**EXTRACT PROVIDED**
How I Made 100 Bucks

I was in college. So ya, I was broke. Im sure you’ve been there before. There comes a point where you’re so broke you’ll take whatever you can to make some money. I looked on the universities’ “careers” website, and every single job they offered required some sort of certification, “people skills”, or literally being a woman… But then there it was, the diamond in the rough; somewhere on about page 16 there was a job at a meat processing plant in the neighboring village 20 miles away. Well being the good little boy that I was, I printed off a fresh resume and dressed in clean clothes to make a good impression.

I arrived at what appeared to be just a normal house with an oversized garage in a residential area. Immediately it dawned upon me that the clean clothes and resume were probably entirely unnecessary. “Im looking for the boss.” “Well you’re looking at him.” I gave him a firm handshake and explained I was looking for a job. I was told to show up tomorrow. Well that was easy.

**DATASET CONTENT**

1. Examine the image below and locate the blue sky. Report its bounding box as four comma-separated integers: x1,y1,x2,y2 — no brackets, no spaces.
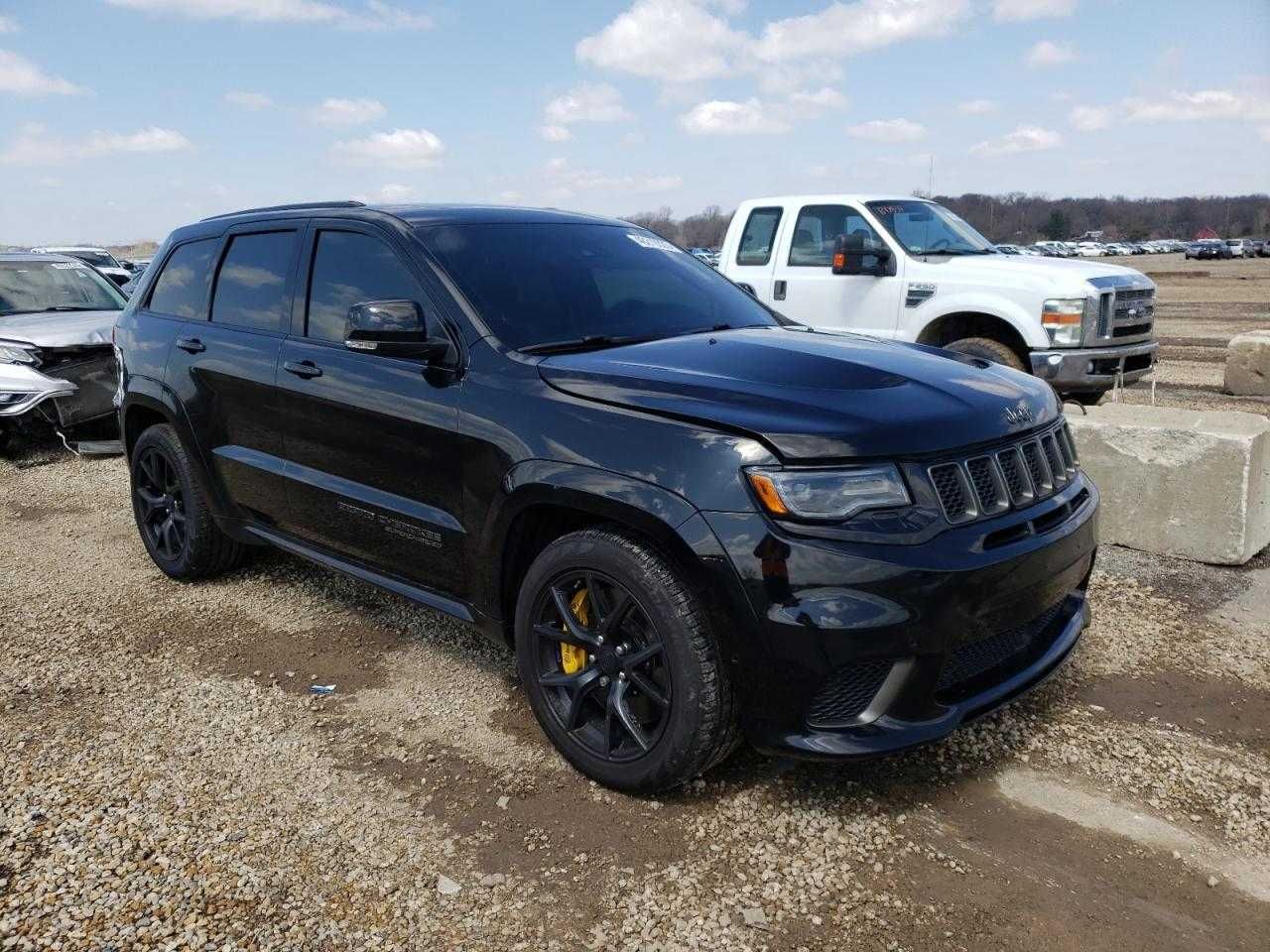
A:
0,0,1270,244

**EXERCISE INSTRUCTIONS**
Duplicate a passage from the story about making 100 bucks word for word, beginning at the words "How I Made 100 Bucks" and stopping after "a good impression.". The material plays no part in the work here.

**OUTPUT OF THE TASK**
How I Made 100 Bucks

I was in college. So ya, I was broke. Im sure you’ve been there before. There comes a point where you’re so broke you’ll take whatever you can to make some money. I looked on the universities’ “careers” website, and every single job they offered required some sort of certification, “people skills”, or literally being a woman… But then there it was, the diamond in the rough; somewhere on about page 16 there was a job at a meat processing plant in the neighboring village 20 miles away. Well being the good little boy that I was, I printed off a fresh resume and dressed in clean clothes to make a good impression.